# Problem requirements:
Take the entries that follow and return exactly the lines from the one holding "In the picture above, where can the eyeglasses" through the one holding "In the picture above, where can the window", both included. Nothing else is needed.

# Data provided:
>>

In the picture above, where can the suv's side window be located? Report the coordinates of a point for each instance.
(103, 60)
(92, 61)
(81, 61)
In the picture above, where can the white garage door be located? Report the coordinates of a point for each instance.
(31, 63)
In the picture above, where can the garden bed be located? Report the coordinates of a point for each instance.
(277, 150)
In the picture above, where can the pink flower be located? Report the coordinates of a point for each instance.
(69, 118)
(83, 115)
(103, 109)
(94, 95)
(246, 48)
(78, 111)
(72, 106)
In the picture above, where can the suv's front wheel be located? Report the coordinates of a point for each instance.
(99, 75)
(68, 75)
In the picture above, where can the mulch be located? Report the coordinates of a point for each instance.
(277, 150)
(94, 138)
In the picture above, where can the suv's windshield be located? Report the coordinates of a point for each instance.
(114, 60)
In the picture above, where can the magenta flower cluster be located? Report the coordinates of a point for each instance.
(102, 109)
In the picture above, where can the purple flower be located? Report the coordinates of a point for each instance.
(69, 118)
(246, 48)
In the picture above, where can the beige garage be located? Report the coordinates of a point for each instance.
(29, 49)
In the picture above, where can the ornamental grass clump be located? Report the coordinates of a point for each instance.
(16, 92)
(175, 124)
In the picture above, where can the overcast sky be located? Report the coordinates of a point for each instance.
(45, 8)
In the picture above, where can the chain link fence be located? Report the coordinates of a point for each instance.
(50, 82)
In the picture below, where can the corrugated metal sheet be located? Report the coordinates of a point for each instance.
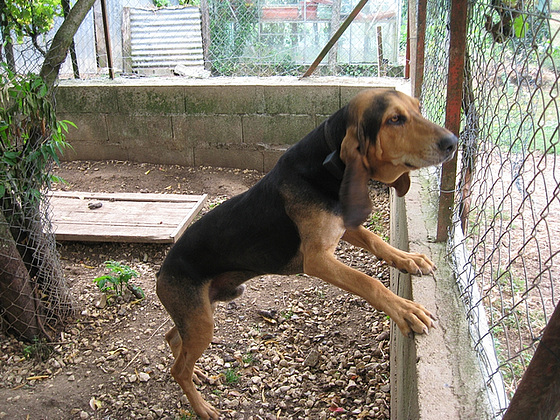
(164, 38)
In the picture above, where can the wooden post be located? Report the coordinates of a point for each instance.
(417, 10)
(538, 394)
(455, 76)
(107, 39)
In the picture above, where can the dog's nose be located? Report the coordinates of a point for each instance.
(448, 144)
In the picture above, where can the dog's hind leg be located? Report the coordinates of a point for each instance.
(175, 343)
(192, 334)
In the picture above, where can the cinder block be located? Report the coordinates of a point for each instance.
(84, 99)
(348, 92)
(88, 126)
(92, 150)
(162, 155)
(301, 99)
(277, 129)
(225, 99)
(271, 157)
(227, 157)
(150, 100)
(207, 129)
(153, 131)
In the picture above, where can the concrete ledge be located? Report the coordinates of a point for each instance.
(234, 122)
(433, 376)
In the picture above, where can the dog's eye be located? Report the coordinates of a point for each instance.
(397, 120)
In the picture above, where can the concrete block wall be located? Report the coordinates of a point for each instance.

<<
>>

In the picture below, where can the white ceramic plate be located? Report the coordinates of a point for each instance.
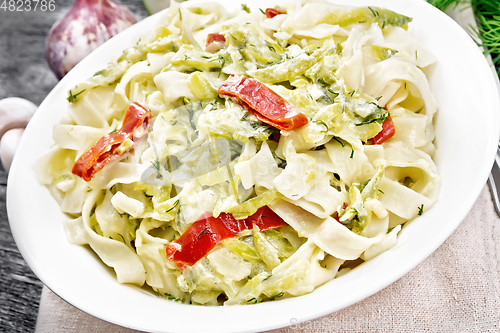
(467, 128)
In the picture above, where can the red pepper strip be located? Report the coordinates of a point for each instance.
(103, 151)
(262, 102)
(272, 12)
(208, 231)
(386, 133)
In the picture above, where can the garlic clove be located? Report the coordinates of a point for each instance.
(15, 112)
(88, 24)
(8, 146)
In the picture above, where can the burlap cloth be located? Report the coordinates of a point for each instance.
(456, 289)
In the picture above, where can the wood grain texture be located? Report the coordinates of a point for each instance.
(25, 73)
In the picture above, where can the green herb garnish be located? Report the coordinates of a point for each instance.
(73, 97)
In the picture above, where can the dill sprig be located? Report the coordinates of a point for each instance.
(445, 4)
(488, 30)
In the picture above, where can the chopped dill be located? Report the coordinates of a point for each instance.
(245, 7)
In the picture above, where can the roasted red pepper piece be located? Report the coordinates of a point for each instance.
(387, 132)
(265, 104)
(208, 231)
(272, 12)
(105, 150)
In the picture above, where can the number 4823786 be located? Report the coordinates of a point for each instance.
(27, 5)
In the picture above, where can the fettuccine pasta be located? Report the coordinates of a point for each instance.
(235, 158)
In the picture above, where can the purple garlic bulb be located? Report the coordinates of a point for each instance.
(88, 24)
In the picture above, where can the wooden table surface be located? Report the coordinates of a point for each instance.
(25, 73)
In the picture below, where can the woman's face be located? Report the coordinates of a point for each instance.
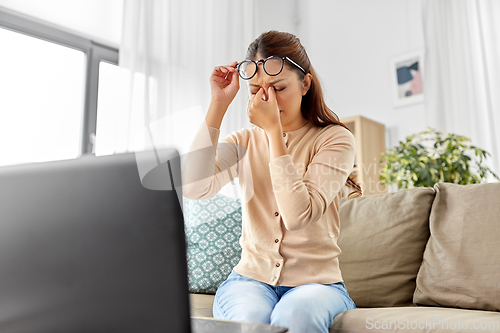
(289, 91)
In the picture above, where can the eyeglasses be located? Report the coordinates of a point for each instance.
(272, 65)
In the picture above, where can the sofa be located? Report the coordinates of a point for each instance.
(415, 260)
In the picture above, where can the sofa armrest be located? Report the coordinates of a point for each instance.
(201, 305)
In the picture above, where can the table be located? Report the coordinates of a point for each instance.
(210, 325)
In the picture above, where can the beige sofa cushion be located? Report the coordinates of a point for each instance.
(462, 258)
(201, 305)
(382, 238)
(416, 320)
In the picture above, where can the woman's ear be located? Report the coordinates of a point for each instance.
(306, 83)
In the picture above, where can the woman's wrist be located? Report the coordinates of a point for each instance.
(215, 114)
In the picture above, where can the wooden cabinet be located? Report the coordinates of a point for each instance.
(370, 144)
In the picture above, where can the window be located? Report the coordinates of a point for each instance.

<<

# Task answer:
In the picture above, where can the eyeglasses be located? Report the coordinates of a point for each instance.
(272, 65)
In the picture above, where can the sofa be located? Report the coordinates of a point for each instance.
(415, 260)
In the picture above, where can the sofa armrest be located? Report the coordinates of a point for each instance.
(201, 305)
In the picture above, where can the table be located? Report the coordinates of a point for each instance.
(210, 325)
In the picture above, where can the beige sofa cushion be located? Report the coordinates of a point for each instance.
(462, 258)
(201, 305)
(382, 238)
(416, 320)
In the picture above, where can the woman's ear be located? Report the coordinates of a point for each instance.
(306, 83)
In the picture above, where can the woman's wrist be located? Report the coordinates of a point for each instance.
(215, 114)
In the picture above, where can the wooden cabinet be located? Report the coordinates of a point for each instance.
(370, 144)
In the picture above, where can the window be located? Report the coordinates of a point for each instance.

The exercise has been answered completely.